## Start

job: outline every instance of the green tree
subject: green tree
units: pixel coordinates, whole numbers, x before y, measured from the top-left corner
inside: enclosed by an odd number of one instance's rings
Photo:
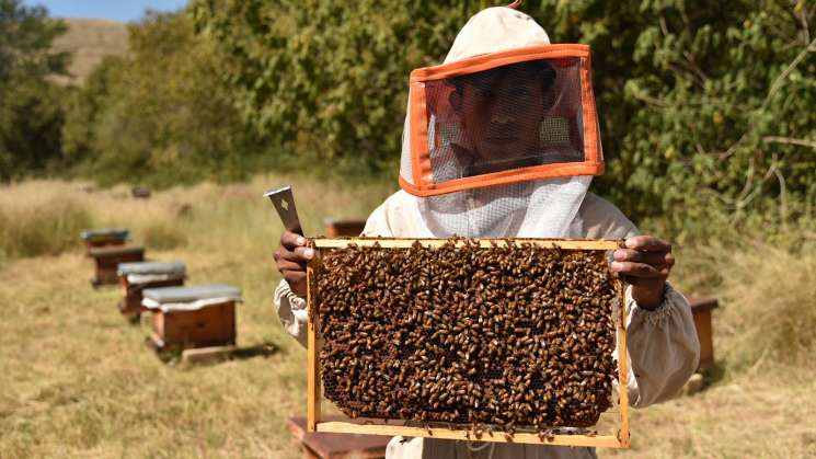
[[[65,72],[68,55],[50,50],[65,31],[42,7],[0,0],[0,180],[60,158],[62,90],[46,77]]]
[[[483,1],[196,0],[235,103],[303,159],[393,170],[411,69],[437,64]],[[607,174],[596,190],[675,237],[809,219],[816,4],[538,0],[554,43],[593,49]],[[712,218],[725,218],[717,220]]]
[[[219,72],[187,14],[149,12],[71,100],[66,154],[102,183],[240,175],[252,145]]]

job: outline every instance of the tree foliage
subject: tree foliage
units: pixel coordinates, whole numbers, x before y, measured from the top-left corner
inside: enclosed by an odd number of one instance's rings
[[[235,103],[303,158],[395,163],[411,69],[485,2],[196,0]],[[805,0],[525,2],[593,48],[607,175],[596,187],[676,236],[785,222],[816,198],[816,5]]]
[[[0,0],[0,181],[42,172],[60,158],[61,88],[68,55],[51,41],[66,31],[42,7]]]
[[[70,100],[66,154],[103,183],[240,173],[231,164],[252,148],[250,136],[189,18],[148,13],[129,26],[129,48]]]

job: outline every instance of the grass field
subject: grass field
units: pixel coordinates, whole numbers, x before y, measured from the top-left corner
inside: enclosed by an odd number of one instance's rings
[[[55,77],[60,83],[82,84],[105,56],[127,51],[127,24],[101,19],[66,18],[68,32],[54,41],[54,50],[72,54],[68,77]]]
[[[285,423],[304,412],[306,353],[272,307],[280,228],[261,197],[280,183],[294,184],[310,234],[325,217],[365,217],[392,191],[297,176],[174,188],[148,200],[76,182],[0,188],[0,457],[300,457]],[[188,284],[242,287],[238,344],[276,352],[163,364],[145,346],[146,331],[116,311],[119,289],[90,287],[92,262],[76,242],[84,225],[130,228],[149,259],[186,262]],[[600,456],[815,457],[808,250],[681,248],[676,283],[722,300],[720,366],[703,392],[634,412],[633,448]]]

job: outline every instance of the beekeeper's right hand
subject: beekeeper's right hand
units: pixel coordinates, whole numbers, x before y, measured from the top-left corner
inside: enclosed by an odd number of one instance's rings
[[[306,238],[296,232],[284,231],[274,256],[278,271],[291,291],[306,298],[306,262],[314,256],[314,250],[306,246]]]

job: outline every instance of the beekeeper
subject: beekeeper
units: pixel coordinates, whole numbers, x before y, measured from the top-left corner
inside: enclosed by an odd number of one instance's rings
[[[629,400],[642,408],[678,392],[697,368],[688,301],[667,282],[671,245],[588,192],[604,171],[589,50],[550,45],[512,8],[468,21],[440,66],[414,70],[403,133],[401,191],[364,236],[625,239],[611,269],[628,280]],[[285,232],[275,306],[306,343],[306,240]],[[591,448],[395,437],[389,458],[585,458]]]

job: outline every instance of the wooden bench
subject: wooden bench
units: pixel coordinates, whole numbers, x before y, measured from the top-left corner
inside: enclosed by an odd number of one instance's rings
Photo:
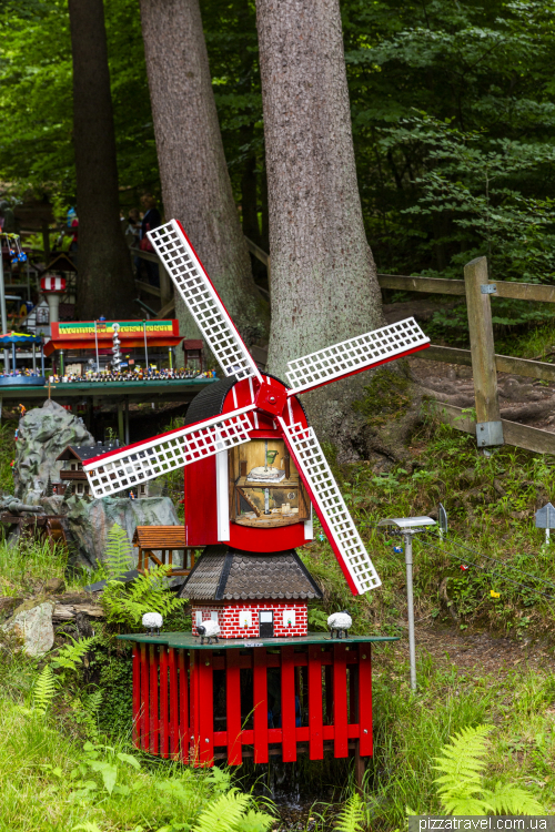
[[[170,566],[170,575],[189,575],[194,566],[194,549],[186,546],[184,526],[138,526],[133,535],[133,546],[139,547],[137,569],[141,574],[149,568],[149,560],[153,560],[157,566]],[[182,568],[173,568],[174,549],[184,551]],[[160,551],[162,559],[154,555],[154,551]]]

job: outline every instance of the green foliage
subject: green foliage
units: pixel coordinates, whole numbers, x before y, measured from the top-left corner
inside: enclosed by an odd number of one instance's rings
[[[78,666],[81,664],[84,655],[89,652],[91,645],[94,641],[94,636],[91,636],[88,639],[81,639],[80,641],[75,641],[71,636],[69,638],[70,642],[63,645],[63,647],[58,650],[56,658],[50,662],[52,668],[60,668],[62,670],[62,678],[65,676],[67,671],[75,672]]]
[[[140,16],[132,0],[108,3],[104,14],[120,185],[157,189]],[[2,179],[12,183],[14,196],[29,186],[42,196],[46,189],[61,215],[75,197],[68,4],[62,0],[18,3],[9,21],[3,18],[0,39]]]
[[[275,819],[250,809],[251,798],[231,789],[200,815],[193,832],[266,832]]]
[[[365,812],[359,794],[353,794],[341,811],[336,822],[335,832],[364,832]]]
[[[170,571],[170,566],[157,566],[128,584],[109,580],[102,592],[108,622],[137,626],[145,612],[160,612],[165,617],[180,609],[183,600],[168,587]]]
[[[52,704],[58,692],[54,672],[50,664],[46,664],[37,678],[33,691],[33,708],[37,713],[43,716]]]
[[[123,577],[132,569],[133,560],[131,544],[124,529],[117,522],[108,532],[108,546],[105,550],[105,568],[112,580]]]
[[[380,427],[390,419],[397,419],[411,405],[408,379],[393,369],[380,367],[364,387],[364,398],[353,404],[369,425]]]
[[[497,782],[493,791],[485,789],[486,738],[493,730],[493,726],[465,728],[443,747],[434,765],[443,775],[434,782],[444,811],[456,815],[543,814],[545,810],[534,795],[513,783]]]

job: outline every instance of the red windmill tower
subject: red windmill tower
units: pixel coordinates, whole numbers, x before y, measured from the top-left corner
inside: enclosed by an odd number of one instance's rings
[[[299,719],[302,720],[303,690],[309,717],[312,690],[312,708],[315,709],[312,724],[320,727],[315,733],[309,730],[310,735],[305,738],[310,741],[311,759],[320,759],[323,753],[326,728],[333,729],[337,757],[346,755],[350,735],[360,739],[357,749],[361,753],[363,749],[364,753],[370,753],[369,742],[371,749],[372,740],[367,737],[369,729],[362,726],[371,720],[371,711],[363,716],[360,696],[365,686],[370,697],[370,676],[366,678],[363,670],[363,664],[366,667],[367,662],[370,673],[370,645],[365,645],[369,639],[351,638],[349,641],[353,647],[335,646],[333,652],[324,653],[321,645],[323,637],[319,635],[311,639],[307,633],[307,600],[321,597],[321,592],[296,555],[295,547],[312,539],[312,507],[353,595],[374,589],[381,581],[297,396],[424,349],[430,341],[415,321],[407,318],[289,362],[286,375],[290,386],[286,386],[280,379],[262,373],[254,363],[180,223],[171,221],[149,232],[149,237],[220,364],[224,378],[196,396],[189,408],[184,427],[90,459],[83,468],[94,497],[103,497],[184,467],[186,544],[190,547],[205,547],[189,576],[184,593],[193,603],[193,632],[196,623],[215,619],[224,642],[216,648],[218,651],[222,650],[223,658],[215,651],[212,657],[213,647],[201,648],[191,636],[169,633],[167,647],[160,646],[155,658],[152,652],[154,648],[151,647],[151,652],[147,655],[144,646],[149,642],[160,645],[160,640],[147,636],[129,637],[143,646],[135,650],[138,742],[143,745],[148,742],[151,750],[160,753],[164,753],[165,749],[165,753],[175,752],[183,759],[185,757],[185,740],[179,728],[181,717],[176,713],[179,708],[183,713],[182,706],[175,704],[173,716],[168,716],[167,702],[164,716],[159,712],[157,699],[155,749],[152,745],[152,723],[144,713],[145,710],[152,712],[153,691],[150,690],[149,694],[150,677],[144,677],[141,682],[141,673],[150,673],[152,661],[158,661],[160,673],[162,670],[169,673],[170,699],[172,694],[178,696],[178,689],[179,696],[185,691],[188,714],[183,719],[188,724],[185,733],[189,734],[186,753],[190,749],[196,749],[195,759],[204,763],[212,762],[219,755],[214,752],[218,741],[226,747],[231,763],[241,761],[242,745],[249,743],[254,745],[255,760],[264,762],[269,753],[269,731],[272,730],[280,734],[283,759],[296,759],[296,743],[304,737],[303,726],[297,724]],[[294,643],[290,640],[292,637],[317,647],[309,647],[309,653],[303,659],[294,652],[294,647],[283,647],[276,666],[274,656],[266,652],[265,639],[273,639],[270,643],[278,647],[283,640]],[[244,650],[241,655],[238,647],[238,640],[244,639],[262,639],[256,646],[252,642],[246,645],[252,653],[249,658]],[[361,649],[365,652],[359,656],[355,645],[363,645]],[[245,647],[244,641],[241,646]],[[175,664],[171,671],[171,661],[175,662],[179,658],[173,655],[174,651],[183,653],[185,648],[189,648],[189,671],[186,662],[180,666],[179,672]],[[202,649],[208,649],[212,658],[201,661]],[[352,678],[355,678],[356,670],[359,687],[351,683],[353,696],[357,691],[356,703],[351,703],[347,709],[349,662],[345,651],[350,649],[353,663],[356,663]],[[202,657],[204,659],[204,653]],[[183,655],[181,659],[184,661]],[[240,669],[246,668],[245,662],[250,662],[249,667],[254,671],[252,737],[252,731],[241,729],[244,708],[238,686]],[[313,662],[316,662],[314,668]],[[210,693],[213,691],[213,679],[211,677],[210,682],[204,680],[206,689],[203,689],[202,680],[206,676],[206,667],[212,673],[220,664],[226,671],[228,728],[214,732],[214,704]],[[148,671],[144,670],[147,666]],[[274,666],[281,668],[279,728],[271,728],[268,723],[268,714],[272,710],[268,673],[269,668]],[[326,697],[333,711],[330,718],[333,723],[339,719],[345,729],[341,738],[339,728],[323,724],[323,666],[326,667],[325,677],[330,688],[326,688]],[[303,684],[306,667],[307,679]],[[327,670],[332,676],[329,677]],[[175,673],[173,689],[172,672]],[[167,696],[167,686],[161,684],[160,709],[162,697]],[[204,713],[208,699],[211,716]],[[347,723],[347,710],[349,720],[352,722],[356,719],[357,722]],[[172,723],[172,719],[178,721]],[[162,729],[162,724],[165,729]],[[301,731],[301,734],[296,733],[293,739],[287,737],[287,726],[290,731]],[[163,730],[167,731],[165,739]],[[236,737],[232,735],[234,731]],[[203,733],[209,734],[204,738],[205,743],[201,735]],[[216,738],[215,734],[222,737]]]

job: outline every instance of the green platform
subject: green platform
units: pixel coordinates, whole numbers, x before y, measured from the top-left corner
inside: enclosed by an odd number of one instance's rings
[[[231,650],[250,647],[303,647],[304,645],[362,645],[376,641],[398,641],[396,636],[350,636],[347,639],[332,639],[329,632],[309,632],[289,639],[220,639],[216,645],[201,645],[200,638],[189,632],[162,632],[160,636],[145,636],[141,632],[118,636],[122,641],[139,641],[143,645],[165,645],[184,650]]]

## End

• WRITTEN PROBLEM
Produce an exact repeat of the lines from the one containing "job: outline every instance of the green platform" through the last line of the data, and nothing more.

• CORRECT ANSWER
job: outline every instance of the green platform
subject: green platform
units: pixel coordinates, whole numbers, x before y, measured from the top-left corner
inside: enclosed by an odd number of one instance's rings
[[[231,650],[250,647],[303,647],[304,645],[362,645],[376,641],[398,641],[396,636],[350,636],[347,639],[332,639],[329,632],[309,632],[289,639],[220,639],[216,645],[201,645],[200,638],[189,632],[162,632],[160,636],[145,636],[141,632],[118,636],[122,641],[139,641],[143,645],[165,645],[184,650]]]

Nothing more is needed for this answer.